* _Yapılacak İşler_
(a) Kirazın Tadı filmi üzerine yazıya göre filmin hem yönetmenliğini hem de senaryosunu kim üstlenmiş?
(b) Kirazın Tadı filmi üzerine yazıyı kaldığı yerden sürdür.

* _Okunacak Metin_
..............................
2

Kirazın Tadı: Yaşamaya değecek bir şey


  • Oluşturulma Tarihi : 16.11.2017 06:57
  • Güncelleme Tarihi :

Her şeyi tükettiğimizi düşündüğümüz anda, yaşamdan bir solukta geçmeyi isteriz. Bu yılgınlık ve mutsuzlukla, ölümün çaresizliğine sığınırız çoğu kez. Ancak öyle bir an gelir ki; tek bir neden, evet tek bir neden bizi hayata tekrar tutundurur. Bizlere hiç uzak olmayan Badii’nin hikayesi de böyle başlar aslında. Toprağın öyküsüyle başlayan bir film “ Kirazın Tadı”. Yönetmenliğini ve senaryosunu Abbas Kiyarüstemi’nin üstlendiği filmde; İntihar etme kararı aldıktan sonra, parayla mezarına toprak atacak birisini bulmak için yola koyulan Badii’nin hikayesi anlatılır.

HER TARAF TOPRAK, TIPKI BİR MEZAR GİBİ

Kirazın Tadı, doğasıyla bizi büyüleyen İran filmlerinin dışında kalır, her bir sahne kurak ve tozludur. Umudun, umutsuzluğun, var olma ve yok olmanın işlendiği filmde, kurgu oldukça başarılı. Filmde; Kiyarüstemi’nin kurak ve tozla kaplı yolları seçmesi, yaşam ve ölüm arasındaki ironiyi kuvvetlendirmekten kaynaklanmaktadır. Film’in sonuna kadar araba ile kendisinin gömülmesinde yardımcı olabilecek birisini arayan Bahtii’nin hikayesi, başka hikayelerle birleşerek ayrı tat veriyor. Bahtii’nin yolculuğu esnasında karşılaştığı Afgan ilahiyatçı ile konuşmaları, din üzerine eleştiriler getirirken, bireyin yalnızlığı ve umutsuzluğu üzerinden sorgulamaya gider. İntiharın günah olduğunu biliyorum. Ama mutsuz olmakta büyük bir günahtır. Mutsuzken başkalarını incitirsiniz. Bu günah değil midir? Başkalarını incitmek günah değil midir? Aileni incitiyorsun Arkadaşlarını. Kendini. Bu bir günah değil mi? Seni incitirsem, bu günah olmuyor da, Kendimi öldürürsem mi büyük günah işliyorum? Allah öyle merhametlidir ki yarattığı hiçbir şeyin acı çektiğini görmek istemez!
..............................
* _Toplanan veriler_
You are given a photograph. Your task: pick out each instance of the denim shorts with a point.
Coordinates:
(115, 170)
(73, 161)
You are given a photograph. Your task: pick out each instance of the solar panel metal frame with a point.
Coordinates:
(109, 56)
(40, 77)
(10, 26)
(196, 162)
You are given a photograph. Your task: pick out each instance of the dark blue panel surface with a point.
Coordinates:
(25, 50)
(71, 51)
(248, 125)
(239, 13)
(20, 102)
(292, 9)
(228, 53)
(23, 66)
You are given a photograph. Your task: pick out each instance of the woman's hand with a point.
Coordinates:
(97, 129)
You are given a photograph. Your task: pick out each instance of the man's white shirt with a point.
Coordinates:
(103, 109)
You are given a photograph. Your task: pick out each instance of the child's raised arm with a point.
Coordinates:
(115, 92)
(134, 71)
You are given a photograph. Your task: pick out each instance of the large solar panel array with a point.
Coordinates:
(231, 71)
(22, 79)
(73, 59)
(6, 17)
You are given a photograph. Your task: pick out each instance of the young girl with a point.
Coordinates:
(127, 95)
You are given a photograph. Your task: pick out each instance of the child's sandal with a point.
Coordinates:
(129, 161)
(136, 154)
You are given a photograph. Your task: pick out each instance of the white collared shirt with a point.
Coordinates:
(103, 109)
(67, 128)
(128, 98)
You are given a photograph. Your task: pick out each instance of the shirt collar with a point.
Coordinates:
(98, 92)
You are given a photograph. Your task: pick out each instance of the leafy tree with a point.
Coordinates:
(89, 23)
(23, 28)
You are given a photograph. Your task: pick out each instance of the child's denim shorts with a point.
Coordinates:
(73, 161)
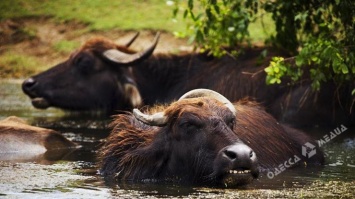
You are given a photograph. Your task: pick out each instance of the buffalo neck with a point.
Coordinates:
(162, 77)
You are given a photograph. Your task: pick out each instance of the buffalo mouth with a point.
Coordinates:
(238, 177)
(40, 103)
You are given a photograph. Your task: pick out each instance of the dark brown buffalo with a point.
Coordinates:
(22, 142)
(104, 76)
(200, 139)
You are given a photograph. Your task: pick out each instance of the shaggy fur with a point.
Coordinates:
(134, 149)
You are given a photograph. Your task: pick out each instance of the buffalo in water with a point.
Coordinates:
(104, 76)
(22, 142)
(201, 139)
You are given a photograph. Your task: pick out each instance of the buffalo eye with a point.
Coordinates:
(231, 122)
(84, 63)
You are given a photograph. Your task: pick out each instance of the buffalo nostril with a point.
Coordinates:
(230, 154)
(29, 83)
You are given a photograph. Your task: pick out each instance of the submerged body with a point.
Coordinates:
(199, 140)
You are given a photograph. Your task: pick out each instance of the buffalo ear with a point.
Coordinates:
(132, 95)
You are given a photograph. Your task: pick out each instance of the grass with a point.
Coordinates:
(65, 47)
(99, 15)
(17, 66)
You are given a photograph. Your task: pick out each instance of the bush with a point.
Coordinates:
(319, 33)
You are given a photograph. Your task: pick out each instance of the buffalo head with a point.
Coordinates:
(95, 77)
(191, 141)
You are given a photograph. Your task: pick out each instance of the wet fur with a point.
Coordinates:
(134, 149)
..............................
* _Görev Yanıtları_
(a) Filmin yönetmenliğini ve senaryosunu Abbas Kiyarüstemi üstlenmiş.

(b)
İçinde bulunduğu çıkmazı, yolda tanıştığı birbirinden faklı kişilere anlatan Bahtii, istediği cevapları alamayınca çaresizce yolculuğuna devam eder. Yol boyunca kurak arazilerde çalışan iş makinaları ve dökülen topraklar gözümüze çarpar. Kamyonlardan dökülen toprakların her biri sanki Bahtii’nin üzerine dökülür. Sahneler olabildiğince ağır ve can sıkıcıdır. Gördüğü manzara karşısında arabadan inen Bahtii’nin gölgesi, dökülen topraklara yansır ve bir ara kendisini kaybedip toprağın içinde öylece oturur. Kamyonların toprakları boşalttıkları esnada çıkardıkları sesler adeta bir savaşı andırır. Her yanı kaplayan toz bulutu içerisinde Bahtii de kaybolur.

KİRAZLARIN TADINDAN VAZ MI GEÇECEKSİN?

Sahneler ilerlerken hiç beklemediğimiz anda, arabanın içerisinde konuşmaya başlayan yaşlı Baheri ile karşılaşırız. Baheri’nin konuşmalarından anladığımız kadarıyla, Bahtii’nin isteğini gerçekleştirecek tek kişi o dur ve işte asıl hikaye bundan sonra başlayacaktır.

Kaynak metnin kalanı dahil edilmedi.